● DOCUMENT TEXT:
I honestly don't remember ever thinking much about the word 'feminism' during my years at school. I knew I believed in 'equal rights' for women in terms of politics and education but I don't believe I was ever exposed to much which made me think about the sort of issues that affect us as women. I had a pretty quiet, sheltered childhood - I was very bookish and introverted and so were most of my friends. I stayed in every evening and got my homework done. My life revolved around getting good grades, orchestra and choir, whatever bands I was into, teenage friendship dramas. I had all sorts of privileges that I didn't even think about - being white, middle-class, straight, living in a stable home with both parents (who both worked). Nothing you could write a misery memoir about. I don't ever remember anyone I knew talking about feminism - none of my friends were interested in politics or activism.

If you'd asked me, as a teenager, about women and equality, I would have said that we'd achieved it. But then I'd never had a relationship, hadn't entered the world of work, didn't really have more than a couple of male friends if I'm honest. I remember studying women's struggle for enfranchisement in A-Level history and being quite affected by it in the sense that I realised how important it was - and how important the women's rights movement in general has been, but I don't remember dwelling on it that much or feeling that it still had relevance today.

And so I went off to university. Well-meaning and encouraging relatives told me that I'd meet 'loads of like-minded people' at university and that it would be 'much better than school' in that respect because people would be 'more mature' and 'have different interests'. As every single one of you who's ever been a fresher knows, that's not necessarily the case. I remained introverted and socially anxious - living in halls seemed like one big popularity contest sometimes and those who talked loudest, partied hardest and looked conventionally attractive came out on top. It became noticeable that so much casual misogyny was bandied about. Bottom line - if you weren't considered 'fit', you weren't worth much. Events put on at the union, contests and parties did nothing to dispel this. We had beauty contests, Playboy-themed events, constant pressure on women to take their clothes off to win drinks or prizes.

I don't think it hit me entirely until I'd spent a few weekends visiting my boyfriend, then a fresher at a different university. He was also in halls and lived on a corridor with a big group of guys who were mostly single. Many of them made it quite clear that they considered me a hindrance to his university experience, to the extent that they encouraged him to get rid of me so he too could play the field at the union every Friday night. To top it off they were big fans of porn and lads' mags. Every time I visited Luke I would pick up his student magazine and was often speechless at the misogyny I encountered. The university hosted events put on by Nuts and FHM at a time when some stories about 'raunch culture' (as it came to be known) and the impact of lads' mags on women were starting to appear in the news.

Stored items from a collection:

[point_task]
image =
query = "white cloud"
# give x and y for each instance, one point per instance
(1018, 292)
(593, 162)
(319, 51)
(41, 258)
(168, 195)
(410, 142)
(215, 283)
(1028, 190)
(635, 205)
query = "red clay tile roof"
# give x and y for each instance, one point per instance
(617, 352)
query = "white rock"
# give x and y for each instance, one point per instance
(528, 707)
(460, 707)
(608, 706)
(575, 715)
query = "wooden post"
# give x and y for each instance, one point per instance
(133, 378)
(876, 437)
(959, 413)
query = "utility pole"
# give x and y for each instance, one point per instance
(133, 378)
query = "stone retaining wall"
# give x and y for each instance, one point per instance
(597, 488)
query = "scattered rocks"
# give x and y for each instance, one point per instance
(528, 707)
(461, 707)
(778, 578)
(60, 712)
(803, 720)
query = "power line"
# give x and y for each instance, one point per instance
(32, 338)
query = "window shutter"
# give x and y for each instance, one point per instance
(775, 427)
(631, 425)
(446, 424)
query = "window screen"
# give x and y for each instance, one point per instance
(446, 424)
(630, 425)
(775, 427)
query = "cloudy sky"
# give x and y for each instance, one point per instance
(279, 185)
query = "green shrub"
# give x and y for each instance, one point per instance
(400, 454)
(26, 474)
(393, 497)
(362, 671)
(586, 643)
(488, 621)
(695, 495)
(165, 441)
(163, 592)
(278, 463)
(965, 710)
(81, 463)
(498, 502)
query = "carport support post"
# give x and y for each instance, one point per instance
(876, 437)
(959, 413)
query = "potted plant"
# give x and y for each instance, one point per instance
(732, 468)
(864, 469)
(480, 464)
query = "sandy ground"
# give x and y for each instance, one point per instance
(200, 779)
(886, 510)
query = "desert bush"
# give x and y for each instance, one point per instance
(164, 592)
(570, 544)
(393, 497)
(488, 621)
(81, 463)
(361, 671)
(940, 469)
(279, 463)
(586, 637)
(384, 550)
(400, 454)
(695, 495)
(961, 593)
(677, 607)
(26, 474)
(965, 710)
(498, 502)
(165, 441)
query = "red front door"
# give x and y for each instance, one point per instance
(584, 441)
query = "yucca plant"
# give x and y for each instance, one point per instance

● SET PROBLEM 1:
In the account of discovering feminism above the data, repeat everything from "I don't think" down to "in the news.".
● SET PROBLEM 2:
List every privilege that the account of discovering feminism says the writer had without thinking about it.
● SET PROBLEM 3:
Finish out the next part of the account of discovering feminism, starting after its final sentence.

● RESULT 1:
I don't think it hit me entirely until I'd spent a few weekends visiting my boyfriend, then a fresher at a different university. He was also in halls and lived on a corridor with a big group of guys who were mostly single. Many of them made it quite clear that they considered me a hindrance to his university experience, to the extent that they encouraged him to get rid of me so he too could play the field at the union every Friday night. To top it off they were big fans of porn and lads' mags. Every time I visited Luke I would pick up his student magazine and was often speechless at the misogyny I encountered. The university hosted events put on by Nuts and FHM at a time when some stories about 'raunch culture' (as it came to be known) and the impact of lads' mags on women were starting to appear in the news.

● RESULT 2:
Being white
Being middle-class
Being straight
Living in a stable home with both parents, who both worked

● RESULT 3:
I despised how this culture made me feel as a woman. I knew I was worth much more than how many boxes I ticked on the list of 'conventionally attractive attributes' and how many men wanted to have sex with me. It depressed me that so many people, male and female, were clamouring to be a part of a culture that encourages women to do all they can in a neverending quest to appeal to men yet berates them for what they wear, how much they drink and how they behave if they become the victim of sexual assault or rape. I met people whose low self-worth and experiences with men had caused them a whole lot of pain and I started to see how these things all tied together. My self-esteem was at rock-bottom when I started looking at websites such as About-Face and One Angry Girl. I was reading about advertising, eating disorders, empowerment, exploitation and a lot of anti-porn resources. All of a sudden - in the summer of 2004 - my personal journal was crammed with rants about objectification, lads' mags and the beauty industry. I was reading stuff written by women who called themselves feminists and realising that I was one too.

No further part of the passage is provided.